▸ **PASSAGE**:
========================================

Voluntary action is therefore insufficient to effectively address the misuse of online services for the purposes of child sexual abuse. A clear and binding legal framework is needed, with clear safeguards, to give providers legal certainty and ensure full respect for fundamental rights.

Obliging service providers where necessary to detect, report and remove child sexual abuse will help rescue children from further abuse, prevent material from reappearing, and identify and prosecute offenders.

What are the key elements of the proposal?

The proposal provides a uniform approach to detecting and reporting child sexual abuse, supports the work of public authorities and seeks to boost EU efforts on prevention and assistance to victims.

It will:

  • Impose obligations on service providers to prevent child sexual abuse online by assessing and mitigating risks and, where needed, adopt targeted orders to detect, report and remove online child sexual abuse: The proposed rules introduce an obligation for relevant online service providers to assess the risk of their services’ misuse for the dissemination of child sexual abuse materials or for the solicitation of children (“grooming”). Member States will need to designate national authorities in charge of reviewing the risk assessment and the mitigating measures proposed by the service provider to prevent child sexual abuse online. Where such authorities determine that a significant risk remains, they can ask a court or an independent administrative authority to issue a detection order for known or new child sexual abuse material or grooming to address any remaining significant risk in a targeted manner. Detection orders are limited in time, subject to strict procedural safeguards, and target a specific type of offence on a specific service. The intervention of data protection authorities is strengthened, building on the General Data Protection Regulation.
  • Introduce strong safeguards on detection: Companies having received a detection order will only be able to detect content using indicators to identify child sexual abuse, provided by the EU Centre, that have been created based on child sexual abuse online previously identified by relevant independent authorities or a court in the Member States. It is therefore not left to the provider to determine what is illegal in the EU. Detection technologies must only be used for the purpose of detecting child sexual abuse. Providers will have to deploy technologies that are the least privacy-intrusive in accordance with the state of the art in the industry, and that limit the error rate of false positives to the maximum extent possible.

========================================

▸ **SHORT EXERCISE 1**: In the passage, which body provides the indicators that companies must use when detecting content under a detection order?
The passage and the listing that follows it come from unrelated sources.

[Stored data entries]

========================================

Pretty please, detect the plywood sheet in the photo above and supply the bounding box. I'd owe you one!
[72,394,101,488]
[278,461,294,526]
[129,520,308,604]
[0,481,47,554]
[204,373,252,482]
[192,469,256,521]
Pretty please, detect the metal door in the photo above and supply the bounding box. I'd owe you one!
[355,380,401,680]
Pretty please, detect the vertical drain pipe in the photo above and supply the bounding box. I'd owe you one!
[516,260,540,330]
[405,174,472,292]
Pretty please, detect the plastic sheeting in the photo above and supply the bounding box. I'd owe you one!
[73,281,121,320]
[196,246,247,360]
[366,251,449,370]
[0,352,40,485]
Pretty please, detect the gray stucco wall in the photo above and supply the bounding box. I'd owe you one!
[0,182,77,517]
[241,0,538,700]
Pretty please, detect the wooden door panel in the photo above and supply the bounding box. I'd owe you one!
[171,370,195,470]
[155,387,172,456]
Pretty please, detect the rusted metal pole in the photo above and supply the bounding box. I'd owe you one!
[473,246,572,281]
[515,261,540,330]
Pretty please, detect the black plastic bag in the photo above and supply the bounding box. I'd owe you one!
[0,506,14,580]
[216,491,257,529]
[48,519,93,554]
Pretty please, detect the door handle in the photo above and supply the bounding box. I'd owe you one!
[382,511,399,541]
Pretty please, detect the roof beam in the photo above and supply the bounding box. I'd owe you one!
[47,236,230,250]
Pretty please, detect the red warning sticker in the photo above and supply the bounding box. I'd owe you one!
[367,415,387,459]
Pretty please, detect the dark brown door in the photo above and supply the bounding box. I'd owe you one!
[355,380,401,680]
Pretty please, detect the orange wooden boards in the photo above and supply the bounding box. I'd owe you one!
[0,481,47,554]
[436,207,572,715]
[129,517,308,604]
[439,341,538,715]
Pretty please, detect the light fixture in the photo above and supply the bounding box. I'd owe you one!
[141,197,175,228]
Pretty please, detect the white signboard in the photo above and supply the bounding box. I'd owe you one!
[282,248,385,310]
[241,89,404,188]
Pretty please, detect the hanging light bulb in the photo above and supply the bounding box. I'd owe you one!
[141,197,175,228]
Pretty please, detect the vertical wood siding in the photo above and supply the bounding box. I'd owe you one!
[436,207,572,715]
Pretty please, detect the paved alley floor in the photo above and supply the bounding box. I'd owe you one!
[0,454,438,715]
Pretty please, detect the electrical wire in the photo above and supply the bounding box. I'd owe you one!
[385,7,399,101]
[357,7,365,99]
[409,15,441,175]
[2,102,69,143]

========================================

▸ **SHORT EXERCISE 2**: Collect every line of the listing that contains the word "light".

▸ **FINAL ANSWER 1**: The EU Centre provides them.

▸ **FINAL ANSWER 2**:
Pretty please, detect the light fixture in the photo above and supply the bounding box. I'd owe you one!
Pretty please, detect the hanging light bulb in the photo above and supply the bounding box. I'd owe you one!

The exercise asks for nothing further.